> **Task to complete**
Every record below is to be restated verbatim, though its images are not.
========================================================================
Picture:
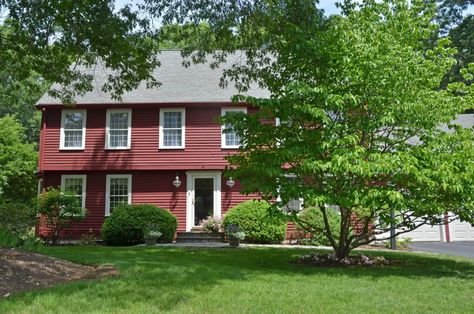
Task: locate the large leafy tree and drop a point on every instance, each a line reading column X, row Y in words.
column 360, row 111
column 56, row 39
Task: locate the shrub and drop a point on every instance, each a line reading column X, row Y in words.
column 255, row 220
column 310, row 221
column 59, row 209
column 17, row 217
column 127, row 224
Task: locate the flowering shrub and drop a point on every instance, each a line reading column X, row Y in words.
column 213, row 224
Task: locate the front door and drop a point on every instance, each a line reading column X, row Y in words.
column 203, row 198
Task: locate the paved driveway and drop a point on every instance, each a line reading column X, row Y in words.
column 465, row 249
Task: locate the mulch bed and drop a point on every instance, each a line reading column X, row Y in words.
column 330, row 260
column 24, row 271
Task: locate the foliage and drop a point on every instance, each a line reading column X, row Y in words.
column 257, row 222
column 310, row 221
column 360, row 107
column 234, row 232
column 58, row 209
column 401, row 243
column 212, row 224
column 26, row 242
column 17, row 217
column 46, row 37
column 126, row 225
column 17, row 163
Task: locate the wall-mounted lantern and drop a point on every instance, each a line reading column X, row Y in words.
column 177, row 182
column 230, row 183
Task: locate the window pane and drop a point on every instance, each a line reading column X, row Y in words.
column 72, row 138
column 118, row 138
column 172, row 137
column 119, row 120
column 172, row 120
column 73, row 121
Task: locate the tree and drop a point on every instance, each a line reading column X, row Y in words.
column 47, row 37
column 17, row 163
column 57, row 210
column 360, row 108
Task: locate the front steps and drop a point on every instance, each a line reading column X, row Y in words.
column 199, row 235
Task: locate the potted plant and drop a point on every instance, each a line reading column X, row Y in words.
column 151, row 235
column 212, row 224
column 234, row 235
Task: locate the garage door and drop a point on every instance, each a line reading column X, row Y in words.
column 461, row 231
column 424, row 233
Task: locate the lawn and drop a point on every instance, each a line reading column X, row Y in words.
column 253, row 280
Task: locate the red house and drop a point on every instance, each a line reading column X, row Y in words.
========================================================================
> **Result for this task**
Picture:
Task: locate the large leafy tree and drop a point on every instance, each a line reading column X, row Y in words.
column 360, row 111
column 56, row 39
Task: locate the shrub and drop a point on every instance, each a line reading column X, row Y in words.
column 255, row 220
column 310, row 221
column 59, row 209
column 17, row 217
column 127, row 224
Task: locate the flowering shrub and drop a point on every instance, each a line reading column X, row Y in words.
column 213, row 224
Task: locate the front door and drop a point on every instance, each a line reading column X, row Y in words.
column 203, row 198
Task: locate the paved driveway and drop a point on every instance, each a line reading column X, row Y in words.
column 465, row 249
Task: locate the mulch bed and drop a point on every instance, each a line reading column X, row Y in words.
column 330, row 260
column 24, row 271
Task: locate the foliage and drop a point on every instance, each a line reading column X, row Y in words.
column 257, row 222
column 310, row 221
column 360, row 107
column 234, row 232
column 58, row 209
column 401, row 243
column 212, row 224
column 26, row 242
column 17, row 217
column 46, row 37
column 126, row 225
column 17, row 163
Task: locate the wall-mounted lantern and drop a point on every instance, each a line reading column X, row Y in words.
column 177, row 182
column 230, row 183
Task: locate the window pane and drop a point on every instance, each a line reading column X, row Y in words.
column 72, row 138
column 118, row 138
column 172, row 137
column 119, row 120
column 172, row 120
column 73, row 121
Task: locate the tree and drop a point on every instance, each a line reading column X, row Y in words.
column 47, row 37
column 17, row 163
column 57, row 210
column 360, row 108
Task: locate the front steps and drop a point on every instance, each a line reading column X, row Y in words.
column 199, row 235
Task: locate the potted plant and drop a point on every instance, each a line reading column X, row Y in words.
column 151, row 235
column 212, row 224
column 234, row 235
Task: locate the garage door and drop a point on every instance, each a line reading column X, row Y in words.
column 461, row 231
column 424, row 233
Task: locate the lawn and drop a point on every instance, each a line reading column X, row Y in words.
column 253, row 280
Task: locate the red house and drop a point on every instance, each a line reading column X, row Y in words.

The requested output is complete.